-- Start PAGE EXTRACT --
Article 23 of the competition law stipulates the participation of the anti-monopoly service authorities in cases related to antitrust law. This means that the anti-monopoly authority may be a third party to cases on recovery of damages in connection with violation of the competition law. In this case the law grants the anti-monopoly authority, as a participant in the process, the right to give explanations to the court, to produce its own arguments regarding any questions which may arise and to object to the arguments of other entities.

When considering cases, the court assesses the relevance, admissibility and credibility of each particular piece of evidence, as well as the adequacy and correlation of the evidence taken collectively. This assessment is based on full, objective and direct examination of everything presented.
-- End PAGE EXTRACT --
-- Start GIVEN ENTRIES --
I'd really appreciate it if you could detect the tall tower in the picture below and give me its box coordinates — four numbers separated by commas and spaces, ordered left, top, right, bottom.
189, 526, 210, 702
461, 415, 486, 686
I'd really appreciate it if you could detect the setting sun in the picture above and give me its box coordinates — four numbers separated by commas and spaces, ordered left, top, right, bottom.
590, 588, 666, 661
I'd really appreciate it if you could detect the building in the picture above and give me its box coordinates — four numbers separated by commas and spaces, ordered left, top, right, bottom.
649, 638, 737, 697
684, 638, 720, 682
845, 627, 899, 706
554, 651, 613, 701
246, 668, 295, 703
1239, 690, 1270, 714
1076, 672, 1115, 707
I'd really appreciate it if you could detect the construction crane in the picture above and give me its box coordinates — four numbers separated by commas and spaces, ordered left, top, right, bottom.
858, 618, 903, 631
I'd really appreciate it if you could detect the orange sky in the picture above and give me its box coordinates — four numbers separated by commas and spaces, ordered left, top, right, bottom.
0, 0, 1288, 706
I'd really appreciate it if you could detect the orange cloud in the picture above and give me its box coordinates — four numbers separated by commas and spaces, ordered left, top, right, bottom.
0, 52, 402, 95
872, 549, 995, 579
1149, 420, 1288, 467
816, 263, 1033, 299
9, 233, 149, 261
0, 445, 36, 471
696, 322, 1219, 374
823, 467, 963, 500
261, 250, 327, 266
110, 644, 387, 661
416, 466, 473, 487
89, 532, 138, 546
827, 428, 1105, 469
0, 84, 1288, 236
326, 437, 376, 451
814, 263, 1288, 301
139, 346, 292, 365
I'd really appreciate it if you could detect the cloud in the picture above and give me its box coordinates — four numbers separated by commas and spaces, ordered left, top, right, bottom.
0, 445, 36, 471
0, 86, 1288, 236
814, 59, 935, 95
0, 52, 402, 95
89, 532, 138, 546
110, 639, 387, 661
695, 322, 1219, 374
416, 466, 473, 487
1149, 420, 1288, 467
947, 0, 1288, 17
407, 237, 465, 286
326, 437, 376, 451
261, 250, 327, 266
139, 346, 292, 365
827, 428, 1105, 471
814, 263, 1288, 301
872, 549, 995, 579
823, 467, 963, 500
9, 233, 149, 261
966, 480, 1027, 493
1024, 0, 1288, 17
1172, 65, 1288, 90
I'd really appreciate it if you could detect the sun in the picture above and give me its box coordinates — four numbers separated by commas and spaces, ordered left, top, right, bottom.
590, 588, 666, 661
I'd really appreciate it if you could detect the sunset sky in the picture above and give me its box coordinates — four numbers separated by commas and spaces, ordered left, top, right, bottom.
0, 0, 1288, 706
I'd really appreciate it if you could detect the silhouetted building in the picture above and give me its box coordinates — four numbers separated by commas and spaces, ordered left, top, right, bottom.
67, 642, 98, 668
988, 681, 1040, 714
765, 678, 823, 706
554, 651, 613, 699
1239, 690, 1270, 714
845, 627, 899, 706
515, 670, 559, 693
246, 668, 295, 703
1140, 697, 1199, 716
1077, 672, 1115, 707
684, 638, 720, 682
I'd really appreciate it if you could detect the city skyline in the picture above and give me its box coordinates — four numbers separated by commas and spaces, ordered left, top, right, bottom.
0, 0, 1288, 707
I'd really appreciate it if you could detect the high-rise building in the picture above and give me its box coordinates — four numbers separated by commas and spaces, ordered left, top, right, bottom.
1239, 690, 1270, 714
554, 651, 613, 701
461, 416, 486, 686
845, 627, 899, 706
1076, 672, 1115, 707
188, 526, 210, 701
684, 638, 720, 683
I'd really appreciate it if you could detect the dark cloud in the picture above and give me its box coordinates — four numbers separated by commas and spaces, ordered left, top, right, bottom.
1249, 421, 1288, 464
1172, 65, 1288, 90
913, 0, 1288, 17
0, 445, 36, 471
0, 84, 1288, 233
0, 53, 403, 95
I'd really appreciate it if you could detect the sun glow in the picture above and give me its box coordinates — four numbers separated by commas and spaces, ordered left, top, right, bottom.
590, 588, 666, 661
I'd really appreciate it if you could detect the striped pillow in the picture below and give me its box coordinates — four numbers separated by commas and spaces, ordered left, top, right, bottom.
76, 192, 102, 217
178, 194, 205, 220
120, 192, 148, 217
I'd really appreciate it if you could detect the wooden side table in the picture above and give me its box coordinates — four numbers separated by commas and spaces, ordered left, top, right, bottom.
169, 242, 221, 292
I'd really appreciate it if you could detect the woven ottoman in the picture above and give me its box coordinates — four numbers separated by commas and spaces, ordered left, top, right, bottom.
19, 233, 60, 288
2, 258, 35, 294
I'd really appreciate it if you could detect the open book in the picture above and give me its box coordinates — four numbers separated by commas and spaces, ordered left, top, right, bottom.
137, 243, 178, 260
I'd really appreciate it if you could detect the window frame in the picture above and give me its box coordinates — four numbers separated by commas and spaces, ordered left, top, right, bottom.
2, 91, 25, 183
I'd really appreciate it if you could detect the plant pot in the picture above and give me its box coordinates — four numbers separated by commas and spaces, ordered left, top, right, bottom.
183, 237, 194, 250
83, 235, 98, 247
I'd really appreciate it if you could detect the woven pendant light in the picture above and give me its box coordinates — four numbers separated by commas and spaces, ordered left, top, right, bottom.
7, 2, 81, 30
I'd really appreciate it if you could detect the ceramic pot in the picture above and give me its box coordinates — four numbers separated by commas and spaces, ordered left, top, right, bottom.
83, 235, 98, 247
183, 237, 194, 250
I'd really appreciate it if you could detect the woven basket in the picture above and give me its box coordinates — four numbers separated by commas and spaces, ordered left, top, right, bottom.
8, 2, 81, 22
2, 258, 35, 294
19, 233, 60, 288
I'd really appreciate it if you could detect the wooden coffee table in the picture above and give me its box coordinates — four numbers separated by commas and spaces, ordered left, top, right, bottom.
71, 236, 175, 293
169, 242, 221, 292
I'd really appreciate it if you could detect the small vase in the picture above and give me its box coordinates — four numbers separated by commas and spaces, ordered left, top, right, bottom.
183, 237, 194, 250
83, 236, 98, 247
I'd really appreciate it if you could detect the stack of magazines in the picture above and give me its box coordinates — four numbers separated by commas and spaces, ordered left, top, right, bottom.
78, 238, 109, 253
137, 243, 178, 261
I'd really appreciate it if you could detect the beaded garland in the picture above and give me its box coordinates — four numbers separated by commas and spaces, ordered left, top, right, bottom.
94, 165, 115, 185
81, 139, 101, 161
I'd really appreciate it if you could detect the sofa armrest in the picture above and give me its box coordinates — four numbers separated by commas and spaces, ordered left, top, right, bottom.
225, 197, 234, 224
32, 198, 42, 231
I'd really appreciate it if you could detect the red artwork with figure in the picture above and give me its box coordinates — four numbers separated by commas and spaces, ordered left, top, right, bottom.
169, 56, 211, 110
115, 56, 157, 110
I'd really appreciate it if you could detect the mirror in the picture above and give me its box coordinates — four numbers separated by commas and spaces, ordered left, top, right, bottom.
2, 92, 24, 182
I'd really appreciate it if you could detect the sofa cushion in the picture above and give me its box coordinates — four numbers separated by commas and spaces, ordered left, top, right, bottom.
-- End GIVEN ENTRIES --
* **CHALLENGE**
Reproduce the competition law text word for word between "Article 23 of" and "of everything presented.", inclusive. The data above is separate material, unrelated to the competition law text.

* **EXPECTED ANSWER**
Article 23 of the competition law stipulates the participation of the anti-monopoly service authorities in cases related to antitrust law. This means that the anti-monopoly authority may be a third party to cases on recovery of damages in connection with violation of the competition law. In this case the law grants the anti-monopoly authority, as a participant in the process, the right to give explanations to the court, to produce its own arguments regarding any questions which may arise and to object to the arguments of other entities.

When considering cases, the court assesses the relevance, admissibility and credibility of each particular piece of evidence, as well as the adequacy and correlation of the evidence taken collectively. This assessment is based on full, objective and direct examination of everything presented.